#### [Exercise goal]
Render the data below as a two-column CSV with the headers input and output. Place each text in the input column and its answer in the output column on the same row, enclose every field in quotation marks with line breaks replaced by spaces, and omit the pictures.

#### [Records shown]

============

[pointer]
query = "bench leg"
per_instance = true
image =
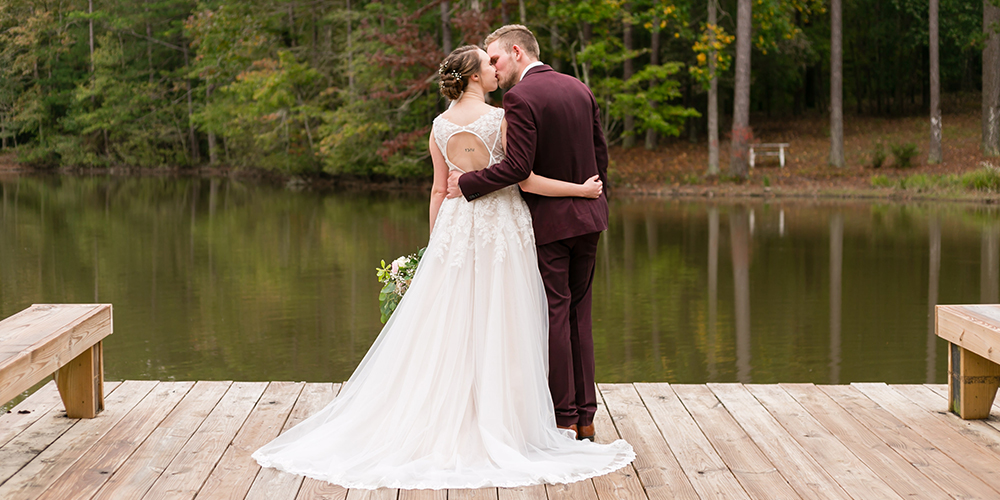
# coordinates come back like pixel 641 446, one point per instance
pixel 81 383
pixel 972 383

============

#### [Answer to this exercise]
input,output
"[pointer] query = ""bench leg"" per_instance = true image = # coordinates come back like pixel 641 446, one point per instance","pixel 81 383 pixel 972 383"